→ **Data section**:
┄┄┄┄┄┄┄┄┄┄

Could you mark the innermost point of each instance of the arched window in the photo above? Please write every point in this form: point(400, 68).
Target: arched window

┄┄┄┄┄┄┄┄┄┄

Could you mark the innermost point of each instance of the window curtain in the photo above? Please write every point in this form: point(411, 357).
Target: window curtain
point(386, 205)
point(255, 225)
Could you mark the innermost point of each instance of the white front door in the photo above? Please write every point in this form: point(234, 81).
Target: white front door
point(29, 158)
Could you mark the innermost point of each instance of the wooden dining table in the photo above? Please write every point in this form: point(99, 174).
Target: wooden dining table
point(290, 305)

┄┄┄┄┄┄┄┄┄┄

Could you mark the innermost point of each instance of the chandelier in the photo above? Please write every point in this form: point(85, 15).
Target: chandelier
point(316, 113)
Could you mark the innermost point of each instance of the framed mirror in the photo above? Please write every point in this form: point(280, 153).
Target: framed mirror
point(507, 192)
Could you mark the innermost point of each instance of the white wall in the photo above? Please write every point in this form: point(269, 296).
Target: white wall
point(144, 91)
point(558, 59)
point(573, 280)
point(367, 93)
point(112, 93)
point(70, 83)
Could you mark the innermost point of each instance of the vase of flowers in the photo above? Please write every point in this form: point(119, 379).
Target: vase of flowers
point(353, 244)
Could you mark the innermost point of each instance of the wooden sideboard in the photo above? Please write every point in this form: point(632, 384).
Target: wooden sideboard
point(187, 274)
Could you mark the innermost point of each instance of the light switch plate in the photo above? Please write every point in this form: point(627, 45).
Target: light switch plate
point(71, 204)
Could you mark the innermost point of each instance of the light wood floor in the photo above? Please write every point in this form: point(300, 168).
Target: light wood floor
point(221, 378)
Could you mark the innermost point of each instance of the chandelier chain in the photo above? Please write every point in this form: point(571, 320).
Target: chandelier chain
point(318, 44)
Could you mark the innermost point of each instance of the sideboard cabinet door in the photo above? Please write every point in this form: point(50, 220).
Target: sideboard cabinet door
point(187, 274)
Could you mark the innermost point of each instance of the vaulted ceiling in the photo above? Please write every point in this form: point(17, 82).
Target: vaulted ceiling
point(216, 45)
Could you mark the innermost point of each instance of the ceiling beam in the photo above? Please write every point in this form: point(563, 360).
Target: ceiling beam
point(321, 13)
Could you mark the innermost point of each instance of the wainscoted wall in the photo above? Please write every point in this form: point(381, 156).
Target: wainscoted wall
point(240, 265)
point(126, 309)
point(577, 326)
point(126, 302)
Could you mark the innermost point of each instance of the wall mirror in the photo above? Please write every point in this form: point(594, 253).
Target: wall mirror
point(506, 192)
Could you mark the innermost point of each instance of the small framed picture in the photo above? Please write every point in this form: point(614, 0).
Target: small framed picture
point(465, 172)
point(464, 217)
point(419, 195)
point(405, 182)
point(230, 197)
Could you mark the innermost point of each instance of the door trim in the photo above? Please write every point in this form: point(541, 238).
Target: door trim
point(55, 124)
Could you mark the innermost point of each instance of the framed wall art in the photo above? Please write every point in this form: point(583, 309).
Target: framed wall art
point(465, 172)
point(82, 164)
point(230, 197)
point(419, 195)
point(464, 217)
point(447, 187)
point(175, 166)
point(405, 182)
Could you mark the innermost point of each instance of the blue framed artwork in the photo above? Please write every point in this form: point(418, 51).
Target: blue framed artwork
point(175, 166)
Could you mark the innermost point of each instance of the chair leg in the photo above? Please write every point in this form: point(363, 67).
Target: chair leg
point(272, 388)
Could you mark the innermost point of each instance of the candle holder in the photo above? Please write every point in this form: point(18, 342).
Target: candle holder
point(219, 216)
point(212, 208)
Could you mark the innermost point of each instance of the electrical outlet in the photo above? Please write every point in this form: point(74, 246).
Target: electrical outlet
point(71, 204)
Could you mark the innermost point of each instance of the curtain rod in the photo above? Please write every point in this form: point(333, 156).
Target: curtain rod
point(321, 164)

┄┄┄┄┄┄┄┄┄┄

→ **Your instructions**: Print the rows from the line with "form: point(400, 68)." up to and including the line with "Target: arched window", copying each line exactly.

→ **Full output**:
Could you mark the innermost point of each instance of the arched window in the photo above? Please write every point in this form: point(400, 68).
Target: arched window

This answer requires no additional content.